● Exercice proposé A
D'après le texte sur la voile lémanique, où les bateaux TF35 ont-ils été construits ?
● Exercice proposé B
Extrayez du texte sur la voile lémanique le passage situé entre « Initialement programmé pour » et « sur le Léman. », bornes comprises.

==== Texte fourni

La voile lémanique à l’ère du foil

Initialement programmé pour 2020, le lancement de la nouvelle classe de bateaux surtoilés TF35 a finalement vu le jour cet été après une année blanche pour cause de pandémie. Bâties à Lorient, en Bretagne, ces embarcations s’élèvent au rang de pionnières majeures de la voile lémanique. Passée la phase de découverte, la place est désormais à la performance.

En 16 éditions du Bol d’Or, depuis l’apparition des Décision 35 en 2004 – ces prototypes surpuissants des lacs –, c’était seulement la seconde fois qu’un bateau non estampillé D35 était parvenu à couper en premier la bouée d’arrivée à la Rade de Genève. La victoire de Ladycat (Spindrift Racing) en 2019 ne semblait pas être un simple coup d’épée dans l’eau; sans doute marquait-elle la fin d’une ère, la fin d’une époque qui avait vu l’entier de la flotte des D35 dominer sans partage sur le Léman.

Lors de la dernière saison du D35 Trophy, il y a deux ans, c’est un non-concurrent qui l’avait emporté sur l’étape majeure du circuit lémanique: tel un signe décisif que l’heure est d’évoluer. Cofondateur de la monotypie au début du nouveau millénaire, Guy de Picciotto, propriétaire du Zen Too, a été le premier à se faire une raison. En 2021, vivre avec son temps, c’est vivre avec l’avènement des nouveaux TF35. L’ère du foil qui est aussi celle du vol. Un 35 pieds mené par une logistique de transport également allégée vis-à-vis de son prédécesseur qui ne le conditionnera plus aux seules régates lémaniques. Ces nouveaux et puissants bateaux auront aussi, et pour la première fois, l’occasion de gîter sur la mer Méditerranée en fin de saison, sur des plans d’eau protégés, plus chauds et où les vagues ne seront pas les plus agitées.

========
==== Ensemble de lignes

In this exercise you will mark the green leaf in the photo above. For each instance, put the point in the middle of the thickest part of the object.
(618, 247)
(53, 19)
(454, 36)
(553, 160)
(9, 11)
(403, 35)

========

● Corrigé A
À Lorient, en Bretagne.

● Corrigé B
Initialement programmé pour 2020, le lancement de la nouvelle classe de bateaux surtoilés TF35 a finalement vu le jour cet été après une année blanche pour cause de pandémie. Bâties à Lorient, en Bretagne, ces embarcations s’élèvent au rang de pionnières majeures de la voile lémanique. Passée la phase de découverte, la place est désormais à la performance.

En 16 éditions du Bol d’Or, depuis l’apparition des Décision 35 en 2004 – ces prototypes surpuissants des lacs –, c’était seulement la seconde fois qu’un bateau non estampillé D35 était parvenu à couper en premier la bouée d’arrivée à la Rade de Genève. La victoire de Ladycat (Spindrift Racing) en 2019 ne semblait pas être un simple coup d’épée dans l’eau; sans doute marquait-elle la fin d’une ère, la fin d’une époque qui avait vu l’entier de la flotte des D35 dominer sans partage sur le Léman.